__Exercise data__.

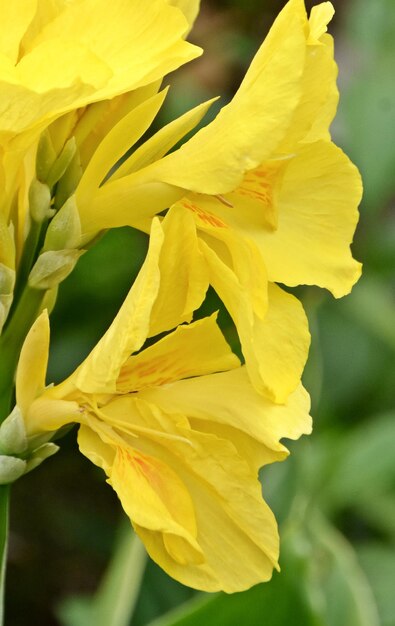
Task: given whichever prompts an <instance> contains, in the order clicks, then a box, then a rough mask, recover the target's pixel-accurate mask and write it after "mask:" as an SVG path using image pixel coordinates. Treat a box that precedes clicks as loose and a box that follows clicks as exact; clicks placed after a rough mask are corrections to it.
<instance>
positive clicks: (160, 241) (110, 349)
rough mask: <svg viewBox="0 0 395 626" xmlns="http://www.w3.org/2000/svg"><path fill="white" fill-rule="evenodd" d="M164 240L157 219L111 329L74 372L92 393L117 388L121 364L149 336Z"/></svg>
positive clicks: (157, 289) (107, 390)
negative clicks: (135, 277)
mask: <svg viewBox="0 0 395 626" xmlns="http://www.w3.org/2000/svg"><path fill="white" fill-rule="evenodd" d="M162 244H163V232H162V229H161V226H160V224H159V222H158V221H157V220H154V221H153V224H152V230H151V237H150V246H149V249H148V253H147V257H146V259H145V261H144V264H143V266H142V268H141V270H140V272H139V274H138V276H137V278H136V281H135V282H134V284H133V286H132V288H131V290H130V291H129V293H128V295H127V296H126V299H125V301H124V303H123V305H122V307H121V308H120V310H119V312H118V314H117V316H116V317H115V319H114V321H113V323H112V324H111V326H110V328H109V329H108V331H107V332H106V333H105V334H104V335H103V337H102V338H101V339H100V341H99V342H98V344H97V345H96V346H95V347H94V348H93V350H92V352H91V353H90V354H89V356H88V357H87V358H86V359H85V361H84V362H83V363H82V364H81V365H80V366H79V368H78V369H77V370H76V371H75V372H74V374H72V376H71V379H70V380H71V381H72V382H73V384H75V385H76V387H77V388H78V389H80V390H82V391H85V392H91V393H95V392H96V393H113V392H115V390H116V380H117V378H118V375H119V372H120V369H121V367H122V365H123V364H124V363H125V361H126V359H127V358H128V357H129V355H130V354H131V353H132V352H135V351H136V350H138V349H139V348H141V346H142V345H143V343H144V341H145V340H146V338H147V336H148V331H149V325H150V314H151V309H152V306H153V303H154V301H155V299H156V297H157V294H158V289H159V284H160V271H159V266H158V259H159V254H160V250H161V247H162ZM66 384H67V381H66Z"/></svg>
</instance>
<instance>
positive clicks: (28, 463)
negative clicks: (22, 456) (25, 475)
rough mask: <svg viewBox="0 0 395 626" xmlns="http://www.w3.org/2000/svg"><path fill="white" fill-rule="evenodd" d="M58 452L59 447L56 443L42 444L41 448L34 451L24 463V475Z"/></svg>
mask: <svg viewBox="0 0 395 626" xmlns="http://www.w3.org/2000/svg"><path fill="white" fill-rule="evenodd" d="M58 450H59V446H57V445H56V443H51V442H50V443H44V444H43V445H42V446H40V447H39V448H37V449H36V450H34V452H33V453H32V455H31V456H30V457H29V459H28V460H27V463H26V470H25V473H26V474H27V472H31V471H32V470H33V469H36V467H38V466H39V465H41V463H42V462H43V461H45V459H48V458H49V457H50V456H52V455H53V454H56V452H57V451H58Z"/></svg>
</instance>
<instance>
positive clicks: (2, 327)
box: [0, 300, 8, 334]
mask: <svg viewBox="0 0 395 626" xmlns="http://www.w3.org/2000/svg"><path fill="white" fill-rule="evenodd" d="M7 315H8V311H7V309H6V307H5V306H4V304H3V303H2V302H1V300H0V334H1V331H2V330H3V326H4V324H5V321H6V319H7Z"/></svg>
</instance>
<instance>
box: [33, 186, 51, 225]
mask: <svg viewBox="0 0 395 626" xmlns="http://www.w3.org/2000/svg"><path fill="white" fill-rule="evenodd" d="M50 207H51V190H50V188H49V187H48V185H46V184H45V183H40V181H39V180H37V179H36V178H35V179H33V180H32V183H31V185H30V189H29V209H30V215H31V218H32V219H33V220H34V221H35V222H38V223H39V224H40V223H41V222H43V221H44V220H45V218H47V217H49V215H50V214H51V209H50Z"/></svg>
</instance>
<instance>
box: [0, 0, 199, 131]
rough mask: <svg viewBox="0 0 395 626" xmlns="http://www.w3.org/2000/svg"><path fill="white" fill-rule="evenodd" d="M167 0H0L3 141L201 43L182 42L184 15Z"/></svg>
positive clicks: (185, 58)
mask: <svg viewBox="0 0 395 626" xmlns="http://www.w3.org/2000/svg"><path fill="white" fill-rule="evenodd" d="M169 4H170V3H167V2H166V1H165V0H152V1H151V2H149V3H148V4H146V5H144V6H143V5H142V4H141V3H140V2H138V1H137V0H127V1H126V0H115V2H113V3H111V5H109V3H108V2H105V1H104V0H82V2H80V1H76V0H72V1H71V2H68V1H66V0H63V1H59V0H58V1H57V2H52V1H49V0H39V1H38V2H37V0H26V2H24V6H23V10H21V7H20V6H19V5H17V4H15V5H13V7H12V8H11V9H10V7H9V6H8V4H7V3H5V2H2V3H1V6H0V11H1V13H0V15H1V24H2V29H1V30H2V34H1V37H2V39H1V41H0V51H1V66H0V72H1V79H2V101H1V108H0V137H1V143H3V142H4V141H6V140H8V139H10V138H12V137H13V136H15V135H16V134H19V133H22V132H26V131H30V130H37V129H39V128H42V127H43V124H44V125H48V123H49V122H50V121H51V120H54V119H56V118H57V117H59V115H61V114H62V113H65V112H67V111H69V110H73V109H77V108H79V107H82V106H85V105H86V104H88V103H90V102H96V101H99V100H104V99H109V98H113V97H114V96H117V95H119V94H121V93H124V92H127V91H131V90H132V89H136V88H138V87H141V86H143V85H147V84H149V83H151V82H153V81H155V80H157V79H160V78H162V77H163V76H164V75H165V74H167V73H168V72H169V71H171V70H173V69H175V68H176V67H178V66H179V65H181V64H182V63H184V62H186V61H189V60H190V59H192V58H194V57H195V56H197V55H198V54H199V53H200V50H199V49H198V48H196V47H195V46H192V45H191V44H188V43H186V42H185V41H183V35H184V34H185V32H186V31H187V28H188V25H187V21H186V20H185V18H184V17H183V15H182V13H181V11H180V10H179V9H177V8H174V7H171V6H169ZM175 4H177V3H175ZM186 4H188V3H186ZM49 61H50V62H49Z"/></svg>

__Work required__. The response should hold only an exact retyping of the lines from the beginning of the data through the line containing "positive clicks: (160, 241) (110, 349)", both ends kept, pictures omitted.

__Solution to the exercise__.
Task: given whichever prompts an <instance> contains, in the order clicks, then a box, then a rough mask, recover the target's pixel-accurate mask and write it after "mask:" as an SVG path using image pixel coordinates. Treat a box that precedes clicks as loose and a box that follows clicks as exact; clicks placed after a rough mask are corrections to it.
<instance>
positive clicks: (160, 241) (110, 349)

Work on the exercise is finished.